Recorded data:
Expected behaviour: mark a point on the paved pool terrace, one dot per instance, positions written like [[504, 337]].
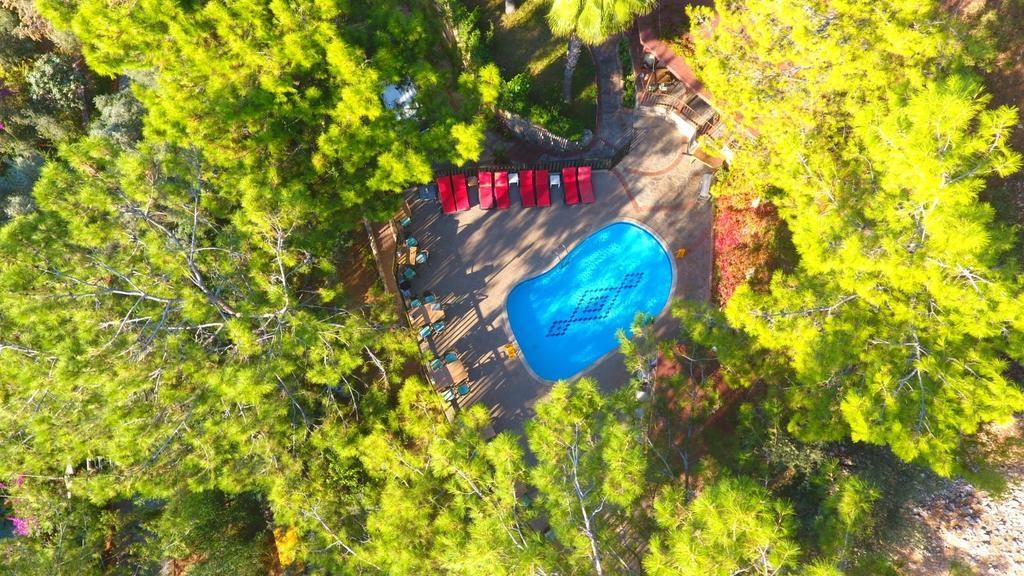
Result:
[[477, 256]]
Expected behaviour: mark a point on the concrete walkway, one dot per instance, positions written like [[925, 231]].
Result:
[[477, 256]]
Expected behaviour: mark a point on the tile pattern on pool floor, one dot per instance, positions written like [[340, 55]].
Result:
[[594, 303]]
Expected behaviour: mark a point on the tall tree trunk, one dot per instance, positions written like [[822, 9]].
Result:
[[571, 58]]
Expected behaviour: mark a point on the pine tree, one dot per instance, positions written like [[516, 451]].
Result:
[[898, 321]]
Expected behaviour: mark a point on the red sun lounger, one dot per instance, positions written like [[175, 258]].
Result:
[[486, 190], [543, 188], [586, 187], [461, 192], [502, 190], [568, 182], [526, 193], [445, 194]]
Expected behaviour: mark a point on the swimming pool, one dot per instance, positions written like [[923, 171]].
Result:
[[566, 318]]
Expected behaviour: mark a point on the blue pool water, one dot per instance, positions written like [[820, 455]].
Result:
[[566, 319]]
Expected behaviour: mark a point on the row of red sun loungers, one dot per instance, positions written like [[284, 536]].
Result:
[[535, 189]]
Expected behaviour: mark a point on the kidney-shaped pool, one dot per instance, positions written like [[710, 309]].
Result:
[[566, 318]]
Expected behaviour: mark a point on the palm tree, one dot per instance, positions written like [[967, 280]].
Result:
[[589, 22]]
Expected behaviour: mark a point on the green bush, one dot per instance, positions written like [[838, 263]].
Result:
[[514, 94], [629, 78]]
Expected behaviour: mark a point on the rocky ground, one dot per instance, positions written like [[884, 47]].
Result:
[[965, 530]]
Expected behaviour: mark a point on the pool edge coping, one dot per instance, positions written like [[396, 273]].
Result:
[[507, 324]]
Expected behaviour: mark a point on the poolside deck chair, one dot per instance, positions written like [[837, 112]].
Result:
[[485, 190], [526, 191], [446, 195], [586, 187], [461, 192], [543, 183], [569, 183], [502, 190]]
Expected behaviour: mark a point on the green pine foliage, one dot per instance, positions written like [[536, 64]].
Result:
[[733, 527], [897, 324]]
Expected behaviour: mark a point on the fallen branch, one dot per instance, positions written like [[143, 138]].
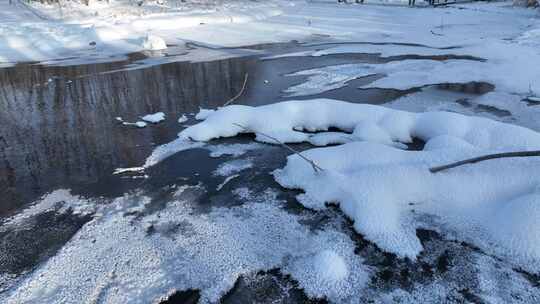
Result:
[[315, 167], [239, 93], [485, 157]]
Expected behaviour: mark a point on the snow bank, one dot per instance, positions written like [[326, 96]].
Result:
[[358, 175], [133, 253]]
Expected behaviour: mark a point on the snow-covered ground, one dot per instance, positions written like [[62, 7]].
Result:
[[137, 249]]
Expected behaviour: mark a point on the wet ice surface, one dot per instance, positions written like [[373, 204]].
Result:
[[208, 223]]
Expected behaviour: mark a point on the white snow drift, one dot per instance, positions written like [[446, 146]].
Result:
[[383, 188]]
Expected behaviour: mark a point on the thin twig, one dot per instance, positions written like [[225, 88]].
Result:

- **Directions for this task**:
Output the whole of the data, unchanged; keep the pictures out.

- **Task output**:
Expected behaviour: mark a point on the paved pool terrace, one dot per instance, positions written like [[504, 337]].
Result:
[[477, 256]]
Expected behaviour: mark a point on the concrete walkway, one dot per instance, positions written like [[925, 231]].
Result:
[[477, 256]]
Expected behaviour: mark a point on the tile pattern on pool floor, one dot per instance, positions written like [[340, 55]].
Result:
[[594, 303]]
Expected behaviour: mark a point on the tall tree trunk, one dot per instance, positions written like [[822, 9]].
Result:
[[571, 58]]
Expected behaviour: mark a point on the pine tree, one dot per instance, positions written like [[516, 451]].
Result:
[[898, 321]]
Expected behaviour: mark a point on the red sun lounger, one dot per instance, positions written like [[175, 258]].
Result:
[[486, 190], [543, 188], [586, 187], [461, 192], [502, 190], [568, 182], [526, 193], [445, 194]]
Expected behaviour: mark a point on the swimming pool, one dot per instance, positions written like [[923, 171]].
Result:
[[566, 318]]
Expected behaviour: mark a point on the blue pool water, one dot per instance, positions written like [[820, 455]].
Result:
[[566, 319]]
Expected behaviour: mark a point on the row of red sun loungers, one dot per instance, positions written like [[284, 536]].
Result:
[[535, 189]]
Expected behaviour: mark a point on the kidney-shaped pool, one dot per instance, positions written like [[710, 309]].
Result:
[[566, 318]]
Expected behaviour: mark a point on the palm tree, one dot per instance, positions written like [[967, 280]].
Result:
[[589, 22]]
Expected behaviour: mark a point on the green bush, one dot per instance, positions written like [[838, 263]].
Result:
[[514, 94], [629, 78]]
Expected behaviour: mark a point on the rocky ground, one dot per instance, positions written like [[884, 47]].
Result:
[[965, 530]]
Expected behaviour: mark a point on the pool edge coping, one dot per instance, positions written like [[396, 273]].
Result:
[[507, 324]]
Expected behaviour: mark a point on the poolside deck chair, one dot per instance, positions written like [[837, 112]].
Result:
[[485, 190], [526, 191], [446, 195], [586, 187], [461, 192], [543, 183], [569, 183], [502, 190]]
Expected behaviour: mark a point on the green pine foliage, one dot per instance, positions written like [[536, 64]].
Result:
[[733, 527], [897, 324]]
Expected behaviour: mark a point on the fallen branch, one dot per instance, positions written like [[143, 138]].
Result:
[[315, 167], [239, 93], [485, 157]]
Expected behaviour: mark a point on the snow bank, one dot per instance, positions written like [[326, 96]].
Result:
[[358, 175], [133, 253]]
Expected behaviour: mark a point on the snow-covered ground, one dot per instance, positions written like [[62, 7]].
Result:
[[137, 249]]
Expected behaviour: mark a point on the wet ice surface, one dot per instance, positions written like [[373, 204]].
Result:
[[208, 223]]
Expected behaviour: mark a point on the white snow drift, one dot per instance, positions written like [[446, 146]].
Result:
[[383, 188]]
Expected behaviour: mark a point on the thin twig, one dot per instance, positions written like [[225, 88]].
Result:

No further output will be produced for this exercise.